- [Exercise description]
Format the entries below as a JSON list of strings, one string for each line, leaving out any blank lines.

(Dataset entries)
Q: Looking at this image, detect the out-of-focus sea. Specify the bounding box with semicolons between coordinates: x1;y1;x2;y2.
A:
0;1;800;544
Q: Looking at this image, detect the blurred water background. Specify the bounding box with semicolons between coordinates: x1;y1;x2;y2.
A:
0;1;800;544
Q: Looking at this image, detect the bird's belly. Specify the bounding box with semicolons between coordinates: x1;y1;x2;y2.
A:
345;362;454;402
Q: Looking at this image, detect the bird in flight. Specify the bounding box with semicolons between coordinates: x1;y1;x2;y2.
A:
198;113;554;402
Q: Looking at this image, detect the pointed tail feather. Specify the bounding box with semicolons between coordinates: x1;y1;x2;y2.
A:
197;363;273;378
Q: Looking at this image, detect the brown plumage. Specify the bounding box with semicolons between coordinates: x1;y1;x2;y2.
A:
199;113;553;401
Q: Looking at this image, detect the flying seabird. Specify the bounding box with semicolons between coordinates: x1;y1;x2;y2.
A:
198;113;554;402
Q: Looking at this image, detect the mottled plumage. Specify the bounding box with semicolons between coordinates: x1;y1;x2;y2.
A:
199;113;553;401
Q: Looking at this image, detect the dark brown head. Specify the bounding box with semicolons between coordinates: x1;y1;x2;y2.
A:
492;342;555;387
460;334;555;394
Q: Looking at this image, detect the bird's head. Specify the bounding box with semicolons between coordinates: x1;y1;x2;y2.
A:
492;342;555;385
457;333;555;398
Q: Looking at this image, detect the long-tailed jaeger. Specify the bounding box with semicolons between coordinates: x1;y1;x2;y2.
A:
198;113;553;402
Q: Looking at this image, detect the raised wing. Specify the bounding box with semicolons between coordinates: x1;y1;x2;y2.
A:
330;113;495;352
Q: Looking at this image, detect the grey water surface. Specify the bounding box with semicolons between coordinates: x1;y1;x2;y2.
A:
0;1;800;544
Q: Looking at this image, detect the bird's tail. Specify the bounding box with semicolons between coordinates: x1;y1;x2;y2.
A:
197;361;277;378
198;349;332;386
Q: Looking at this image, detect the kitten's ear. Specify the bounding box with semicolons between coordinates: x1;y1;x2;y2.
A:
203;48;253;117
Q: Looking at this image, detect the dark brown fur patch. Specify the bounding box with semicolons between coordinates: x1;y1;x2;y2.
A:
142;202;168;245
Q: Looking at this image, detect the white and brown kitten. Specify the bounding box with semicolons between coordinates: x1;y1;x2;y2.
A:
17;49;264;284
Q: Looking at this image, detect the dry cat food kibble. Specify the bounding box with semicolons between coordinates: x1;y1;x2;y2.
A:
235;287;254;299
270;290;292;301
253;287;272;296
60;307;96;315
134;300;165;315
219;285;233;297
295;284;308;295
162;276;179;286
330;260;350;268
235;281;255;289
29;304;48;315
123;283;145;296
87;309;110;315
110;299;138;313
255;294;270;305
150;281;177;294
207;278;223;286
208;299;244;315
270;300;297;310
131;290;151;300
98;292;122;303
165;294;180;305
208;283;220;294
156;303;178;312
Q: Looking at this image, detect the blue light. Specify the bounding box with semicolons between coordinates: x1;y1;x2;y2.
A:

- [Answer to this exercise]
[
  "Q: Looking at this image, detect the out-of-focus sea. Specify the bounding box with semicolons between coordinates: x1;y1;x2;y2.",
  "A:",
  "0;1;800;544",
  "Q: Looking at this image, detect the blurred water background. Specify the bounding box with semicolons between coordinates: x1;y1;x2;y2.",
  "A:",
  "0;1;800;544",
  "Q: Looking at this image, detect the bird's belly. Specify the bounding box with semicolons between coordinates: x1;y1;x2;y2.",
  "A:",
  "345;362;454;402",
  "Q: Looking at this image, detect the bird in flight. Specify the bounding box with semicolons between coordinates: x1;y1;x2;y2.",
  "A:",
  "198;113;554;402",
  "Q: Looking at this image, detect the pointed tail feather. Specify the bounding box with semicolons between coordinates: x1;y1;x2;y2.",
  "A:",
  "197;363;273;378",
  "Q: Looking at this image, detect the brown plumage. Specify the bounding box with semicolons between coordinates: x1;y1;x2;y2.",
  "A:",
  "199;113;553;401",
  "Q: Looking at this image, detect the flying seabird. Specify the bounding box with semicolons between coordinates: x1;y1;x2;y2.",
  "A:",
  "198;113;554;402",
  "Q: Looking at this image, detect the mottled plumage. Specify the bounding box with semicolons between coordinates: x1;y1;x2;y2.",
  "A:",
  "199;113;553;401",
  "Q: Looking at this image, detect the dark brown head. Specify the bounding box with semicolons between coordinates: x1;y1;x2;y2.",
  "A:",
  "492;342;555;387",
  "460;334;555;394",
  "Q: Looking at this image, detect the bird's head. Specify the bounding box with semicolons between coordinates: x1;y1;x2;y2.",
  "A:",
  "492;342;555;385",
  "457;333;555;398",
  "Q: Looking at this image, detect the long-tailed jaeger. Specify the bounding box with semicolons between coordinates: x1;y1;x2;y2.",
  "A:",
  "198;113;553;402",
  "Q: Looking at this image, detect the raised wing. Specify the bounding box with semicolons between coordinates: x1;y1;x2;y2.",
  "A:",
  "330;113;495;352",
  "Q: Looking at this image, detect the grey water surface. Specify the bounding box with semicolons between coordinates: x1;y1;x2;y2.",
  "A:",
  "0;1;800;544",
  "Q: Looking at this image, detect the bird's tail. Specify the bounding box with semicolons between coordinates: x1;y1;x2;y2.",
  "A:",
  "197;361;277;378",
  "198;349;332;386",
  "Q: Looking at this image, detect the kitten's ear. Specify the bounding box with semicolons between coordinates: x1;y1;x2;y2.",
  "A:",
  "203;48;253;117",
  "Q: Looking at this image, detect the dark brown fur patch. Specify the bounding box with semicolons between coordinates: x1;y1;x2;y2.",
  "A:",
  "142;202;168;245",
  "Q: Looking at this image, detect the white and brown kitten. Specify the bounding box with semicolons between coordinates: x1;y1;x2;y2.",
  "A:",
  "17;49;264;284",
  "Q: Looking at this image, detect the dry cat food kibble. Specify the bounding box with semicolons between coordinates: x1;y1;x2;y2.",
  "A:",
  "235;287;254;299",
  "270;290;292;301",
  "253;287;272;296",
  "60;307;96;315",
  "134;300;165;315",
  "219;285;233;297",
  "295;284;308;295",
  "162;276;179;286",
  "330;260;350;268",
  "235;281;255;289",
  "29;304;48;315",
  "123;283;145;296",
  "87;309;110;315",
  "110;299;138;313",
  "255;294;270;305",
  "150;281;177;294",
  "207;278;223;286",
  "208;299;244;315",
  "270;300;297;310",
  "131;290;151;300",
  "98;292;122;303",
  "165;294;180;305",
  "208;283;220;294",
  "156;303;178;312",
  "Q: Looking at this image, detect the blue light. Specify the bounding box with semicolons between coordinates: x1;y1;x2;y2.",
  "A:"
]